→ **Activity**
Using the records below, locate all lines containing "instance" and return them.

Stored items
========================================================================

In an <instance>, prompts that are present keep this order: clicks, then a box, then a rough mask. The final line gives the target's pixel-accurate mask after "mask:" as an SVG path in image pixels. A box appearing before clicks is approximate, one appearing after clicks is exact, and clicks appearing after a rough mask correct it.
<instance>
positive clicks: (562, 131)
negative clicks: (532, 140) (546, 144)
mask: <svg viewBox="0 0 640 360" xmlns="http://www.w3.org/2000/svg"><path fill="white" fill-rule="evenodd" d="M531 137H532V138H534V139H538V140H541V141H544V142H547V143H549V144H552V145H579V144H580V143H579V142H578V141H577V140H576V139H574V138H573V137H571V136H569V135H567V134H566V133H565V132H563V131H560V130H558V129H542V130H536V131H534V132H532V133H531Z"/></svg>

========================================================================

→ **Solved exercise**
In an <instance>, prompts that are present keep this order: clicks, then a box, then a rough mask. The final line gives the target's pixel-accurate mask after "mask:" as an SVG path in image pixels. A box appearing before clicks is approximate, one appearing after clicks is exact, and clicks appearing after a rough mask correct it.
<instance>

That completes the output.